[start]

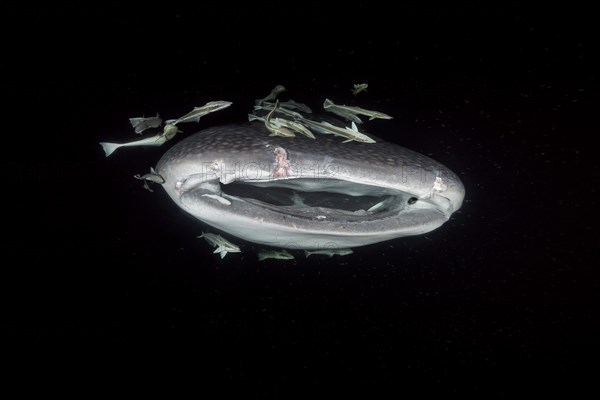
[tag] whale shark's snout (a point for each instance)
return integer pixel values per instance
(307, 194)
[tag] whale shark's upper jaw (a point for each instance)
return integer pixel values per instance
(299, 193)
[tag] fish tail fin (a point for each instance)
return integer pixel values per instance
(109, 148)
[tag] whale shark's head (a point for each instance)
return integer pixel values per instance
(307, 194)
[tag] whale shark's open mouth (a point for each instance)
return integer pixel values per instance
(307, 194)
(321, 198)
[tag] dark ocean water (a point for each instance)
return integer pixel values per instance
(500, 300)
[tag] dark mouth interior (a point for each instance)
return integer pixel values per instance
(327, 195)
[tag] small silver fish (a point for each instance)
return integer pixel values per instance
(330, 106)
(329, 252)
(275, 129)
(140, 124)
(359, 87)
(347, 115)
(198, 112)
(352, 134)
(153, 176)
(155, 140)
(274, 254)
(272, 96)
(223, 246)
(290, 105)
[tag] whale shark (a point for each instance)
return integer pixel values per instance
(301, 193)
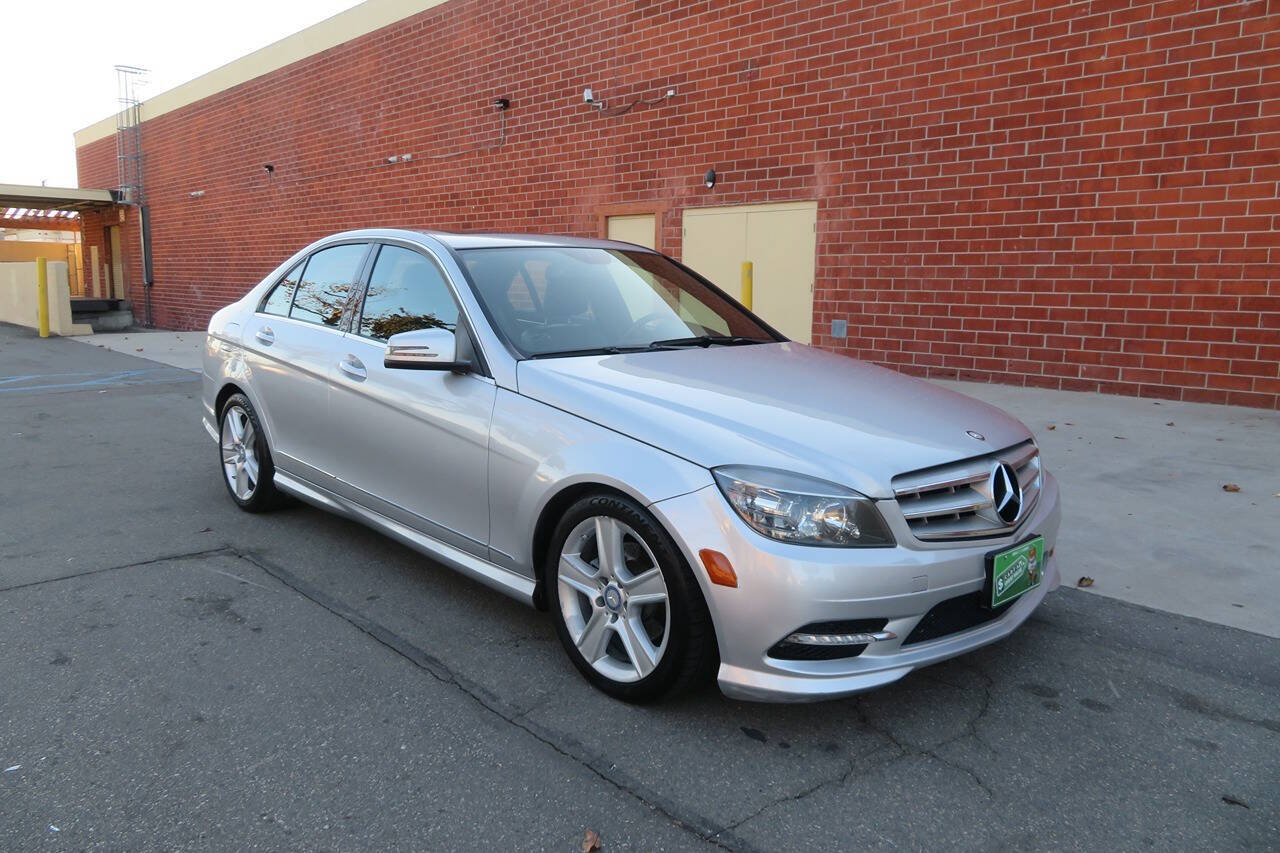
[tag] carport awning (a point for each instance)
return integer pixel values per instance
(19, 201)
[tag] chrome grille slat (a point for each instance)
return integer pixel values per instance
(942, 503)
(952, 501)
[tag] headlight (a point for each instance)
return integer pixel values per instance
(803, 510)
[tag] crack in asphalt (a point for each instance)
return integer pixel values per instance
(695, 825)
(90, 573)
(904, 751)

[end]

SET EXERCISE: Produce an exact copy of each line of data, skipping embedded images.

RESULT FOR THIS EXERCISE:
[tag] whale shark's snout (a point for each instance)
return integer pixel values per instance
(307, 194)
[tag] whale shark's upper jaw (a point for each instance)
return integer pixel values per instance
(299, 193)
[tag] fish tail fin (a point for each instance)
return integer pixel values per instance
(109, 148)
[tag] whale shark's head (a point for each instance)
return integer pixel values per instance
(307, 194)
[tag] whale shark's open mouth (a point for each instance)
return integer pixel values per instance
(307, 194)
(321, 198)
[tag] dark ocean water (a point for each instance)
return integer pixel values per instance
(500, 300)
[tag] dark mouth interior (a point for each instance)
return integer pixel values per instance
(327, 195)
[tag] small silver fish (a point for each instance)
return integer pixel values per instance
(330, 106)
(329, 252)
(275, 129)
(140, 124)
(359, 87)
(347, 115)
(198, 112)
(352, 134)
(153, 176)
(155, 140)
(274, 254)
(272, 96)
(223, 246)
(290, 105)
[tag] whale shark (a point for each instance)
return integer pixel values per instance
(301, 193)
[tag] carport awning (a point for each instance)
return integer pixel values per instance
(19, 201)
[tag] chrome grille slat (a point for each instance)
return integer pixel values per instance
(942, 503)
(952, 501)
[tag] headlight (a point for each instance)
return integer pixel values per instance
(803, 510)
[tag] crack in asphalt (a point for each instance)
return integer pixel values per instance
(695, 825)
(90, 573)
(904, 751)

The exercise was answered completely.